> **SHORT TASK**
Copy every one of the records below verbatim, with each line and its points unchanged.

— begin RECORDS SHOWN —

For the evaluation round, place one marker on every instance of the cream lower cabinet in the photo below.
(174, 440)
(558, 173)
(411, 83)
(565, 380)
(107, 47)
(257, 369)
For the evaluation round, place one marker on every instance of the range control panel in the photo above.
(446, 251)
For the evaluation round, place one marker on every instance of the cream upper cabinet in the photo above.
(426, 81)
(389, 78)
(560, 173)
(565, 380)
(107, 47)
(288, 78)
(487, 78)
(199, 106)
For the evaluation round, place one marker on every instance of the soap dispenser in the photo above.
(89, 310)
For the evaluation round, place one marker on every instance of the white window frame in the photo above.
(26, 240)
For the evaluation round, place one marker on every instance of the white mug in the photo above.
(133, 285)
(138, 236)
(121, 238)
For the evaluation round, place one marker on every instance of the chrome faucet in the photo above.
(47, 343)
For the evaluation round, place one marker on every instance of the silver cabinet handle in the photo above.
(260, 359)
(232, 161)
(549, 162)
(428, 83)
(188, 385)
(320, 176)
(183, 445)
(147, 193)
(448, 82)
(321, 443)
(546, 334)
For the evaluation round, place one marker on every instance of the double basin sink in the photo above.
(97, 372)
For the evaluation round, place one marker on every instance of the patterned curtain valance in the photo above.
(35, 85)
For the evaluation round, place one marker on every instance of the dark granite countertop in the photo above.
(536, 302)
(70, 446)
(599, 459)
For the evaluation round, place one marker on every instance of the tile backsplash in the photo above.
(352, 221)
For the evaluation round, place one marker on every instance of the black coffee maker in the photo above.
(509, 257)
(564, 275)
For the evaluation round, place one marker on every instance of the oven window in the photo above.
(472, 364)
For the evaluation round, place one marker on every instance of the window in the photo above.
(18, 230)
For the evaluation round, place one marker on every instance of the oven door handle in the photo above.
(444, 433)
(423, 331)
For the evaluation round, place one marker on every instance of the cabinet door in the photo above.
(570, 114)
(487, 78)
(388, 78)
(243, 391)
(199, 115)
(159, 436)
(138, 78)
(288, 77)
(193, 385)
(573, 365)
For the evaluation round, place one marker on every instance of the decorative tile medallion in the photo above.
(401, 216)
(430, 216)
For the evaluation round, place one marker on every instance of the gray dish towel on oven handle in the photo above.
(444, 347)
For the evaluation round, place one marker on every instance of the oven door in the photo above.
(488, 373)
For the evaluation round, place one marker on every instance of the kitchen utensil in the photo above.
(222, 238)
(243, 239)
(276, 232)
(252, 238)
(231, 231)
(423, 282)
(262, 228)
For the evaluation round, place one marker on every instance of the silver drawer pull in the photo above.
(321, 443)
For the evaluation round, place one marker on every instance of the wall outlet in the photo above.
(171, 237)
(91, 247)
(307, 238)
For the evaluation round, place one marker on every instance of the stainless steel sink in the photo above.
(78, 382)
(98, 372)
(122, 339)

— end RECORDS SHOWN —

> **THE RESPONSE**
For the evaluation round, place one marker on every instance of the cream lower cabinet in the photo below.
(174, 440)
(558, 173)
(411, 83)
(565, 380)
(107, 47)
(257, 369)
For the evaluation round, place one marker on every instance of the range control panel in the photo above.
(446, 251)
For the evaluation round, place one marker on every instance of the cream upper cabinet in the photo above.
(426, 81)
(389, 78)
(560, 173)
(565, 380)
(107, 47)
(288, 78)
(487, 78)
(199, 106)
For the evaluation round, place one marker on every instance of the soap dispenser in the photo above.
(89, 310)
For the evaluation round, place one marker on every instance of the white window frame in the photo above.
(26, 240)
For the evaluation round, place one marker on every instance of the white mug in the photo above.
(133, 285)
(138, 236)
(121, 238)
For the evaluation round, place one marker on every instance of the chrome faucet in the photo above.
(47, 343)
For the evaluation round, place one marker on every instance of the silver cabinet handle in the photo above.
(260, 359)
(232, 161)
(549, 162)
(428, 83)
(188, 385)
(320, 176)
(183, 445)
(147, 193)
(448, 82)
(321, 443)
(546, 334)
For the evaluation round, place one marker on every instance of the double basin sink in the photo above.
(97, 372)
For the evaluation round, place one marker on every instance of the patterned curtain valance in the photo above.
(35, 85)
For the evaluation round, place one marker on every instance of the dark granite countertop in the photo above.
(536, 302)
(70, 446)
(599, 459)
For the evaluation round, place one marker on every instance of the tile backsplash in the photo above.
(352, 221)
For the evaluation round, place one marker on every instance of the black coffee maker in the photo above.
(509, 257)
(564, 275)
For the evaluation round, place one marker on every instance of the oven window in the photo above.
(472, 364)
For the evaluation round, place one marker on every instance of the window in the photo above.
(18, 230)
For the evaluation round, place one marker on every instance of the oven door handle in the photo above.
(444, 433)
(423, 331)
For the evaluation round, place one marker on every instance of the cabinet door in the photo above.
(570, 114)
(487, 78)
(388, 78)
(243, 391)
(199, 115)
(159, 436)
(138, 78)
(288, 77)
(193, 385)
(573, 365)
For the evaluation round, place one marker on every instance of the decorative tile medallion in the photo above.
(401, 216)
(430, 216)
For the evaluation round, place one marker on every instance of the gray dish towel on oven handle in the photo above.
(444, 347)
For the evaluation round, place one marker on every instance of the oven door in the photo above.
(488, 373)
For the evaluation round, place one marker on every instance of the kitchen utensil in the photo above.
(222, 238)
(243, 239)
(276, 232)
(252, 238)
(231, 231)
(423, 282)
(262, 228)
For the evaluation round, place one marker on every instance of the silver drawer pull in the photo above.
(321, 443)
For the evaluation round, place one marker on every instance of the wall outlet in the photo above.
(171, 237)
(91, 247)
(307, 238)
For the evaluation round, place one marker on every instance of the stainless steel sink in the photo above.
(78, 382)
(98, 372)
(122, 339)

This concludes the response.